● **WORK REQUIRED**
Provide the records once more, identical to the original.

Stored items
-- Begin --
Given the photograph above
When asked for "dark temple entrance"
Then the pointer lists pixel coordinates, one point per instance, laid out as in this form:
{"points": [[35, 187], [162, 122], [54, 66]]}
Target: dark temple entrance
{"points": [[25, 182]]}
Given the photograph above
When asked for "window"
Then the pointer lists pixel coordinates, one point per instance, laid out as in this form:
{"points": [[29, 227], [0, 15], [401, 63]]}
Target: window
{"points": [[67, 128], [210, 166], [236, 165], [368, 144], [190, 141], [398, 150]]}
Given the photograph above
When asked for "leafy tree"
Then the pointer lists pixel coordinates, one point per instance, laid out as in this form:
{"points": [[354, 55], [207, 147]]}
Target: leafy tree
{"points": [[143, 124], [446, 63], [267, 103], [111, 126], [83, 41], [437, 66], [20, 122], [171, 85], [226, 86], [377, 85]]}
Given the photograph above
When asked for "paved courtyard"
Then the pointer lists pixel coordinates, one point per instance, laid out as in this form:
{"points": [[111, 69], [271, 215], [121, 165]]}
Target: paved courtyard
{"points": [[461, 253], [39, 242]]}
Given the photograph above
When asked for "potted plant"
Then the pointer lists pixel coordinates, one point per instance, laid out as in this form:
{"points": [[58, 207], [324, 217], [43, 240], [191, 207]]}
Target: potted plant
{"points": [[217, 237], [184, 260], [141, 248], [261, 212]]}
-- End --
● **FULL RESPONSE**
Given the photograph above
When asked for "dark temple entrance"
Then the pointer lists pixel coordinates, one point per instance, laid out as in this form:
{"points": [[35, 187], [162, 122], [54, 66]]}
Target: dark temple entrance
{"points": [[25, 182]]}
Given the photograph above
When asked for "window"
Then the pointer lists pixel coordinates, one point per instance, laid out as in this form:
{"points": [[29, 227], [0, 15], [401, 63]]}
Target: window
{"points": [[67, 128], [210, 166], [236, 165], [368, 144], [190, 141], [398, 150]]}
Given the photograph above
When asked for "leafy tree"
Then the pointer lists pixel coordinates, one point per instance, laid out as in this form:
{"points": [[354, 55], [207, 147]]}
Target: leafy tree
{"points": [[143, 124], [446, 63], [267, 103], [111, 126], [83, 41], [437, 66], [20, 122], [171, 85], [226, 86], [377, 85]]}
Given the photograph above
When asked for "paved courtyard"
Then the pointer lists pixel coordinates, one point per instance, laid out as in this form:
{"points": [[111, 69], [271, 215], [121, 165]]}
Target: paved courtyard
{"points": [[461, 253], [39, 242]]}
Given the photograph above
When asked for "potted plant"
Then the pointer lists pixel coordinates, one point per instance, laid out as in this form:
{"points": [[58, 207], [324, 217], [43, 240], [191, 207]]}
Target: potted plant
{"points": [[217, 237], [184, 260], [141, 248], [261, 212]]}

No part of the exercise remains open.